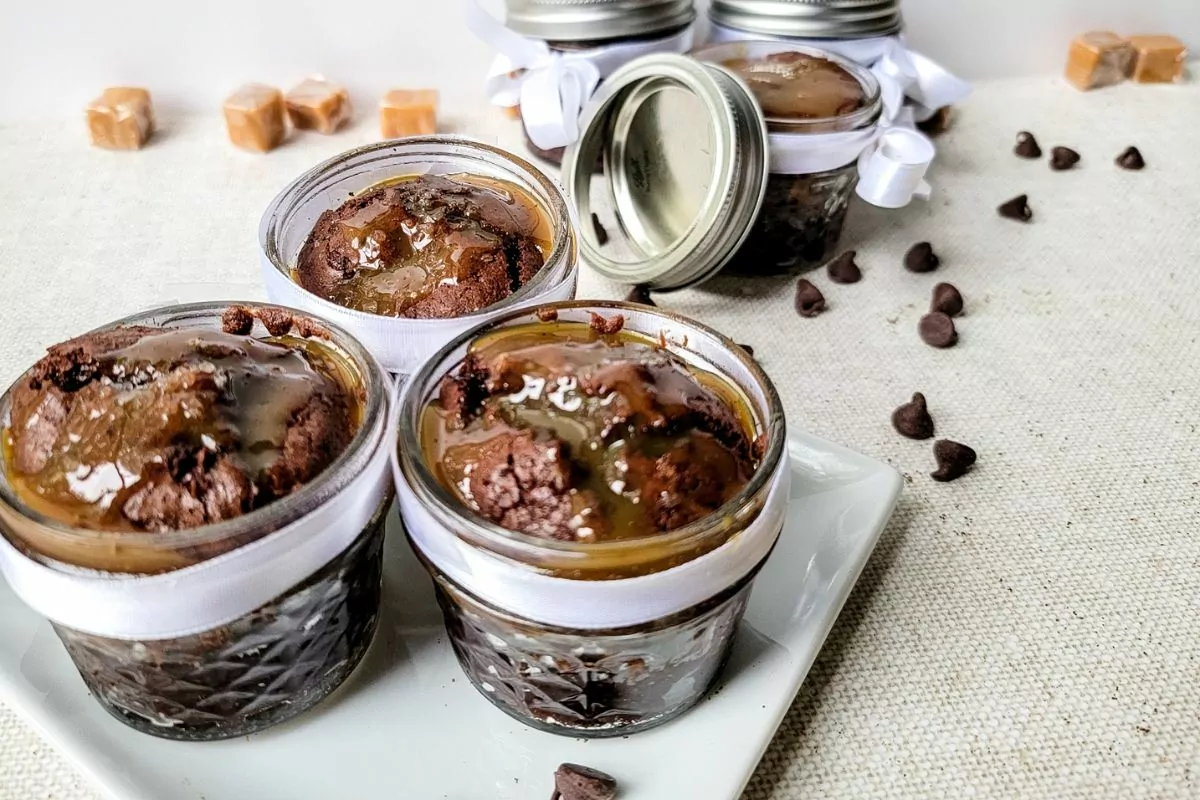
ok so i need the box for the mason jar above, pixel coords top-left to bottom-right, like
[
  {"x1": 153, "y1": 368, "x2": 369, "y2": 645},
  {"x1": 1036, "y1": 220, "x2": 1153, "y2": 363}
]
[
  {"x1": 393, "y1": 301, "x2": 790, "y2": 737},
  {"x1": 259, "y1": 137, "x2": 578, "y2": 375},
  {"x1": 0, "y1": 302, "x2": 393, "y2": 740}
]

######

Exercise directions: Leave the pictures behind and transcribe every record above exactly.

Output:
ok so i need the box for the mason jar above, pixel coords top-left to bottom-right, like
[
  {"x1": 153, "y1": 368, "x2": 369, "y2": 645},
  {"x1": 1036, "y1": 220, "x2": 1153, "y2": 363}
]
[
  {"x1": 393, "y1": 301, "x2": 790, "y2": 737},
  {"x1": 259, "y1": 137, "x2": 578, "y2": 375},
  {"x1": 0, "y1": 302, "x2": 393, "y2": 740}
]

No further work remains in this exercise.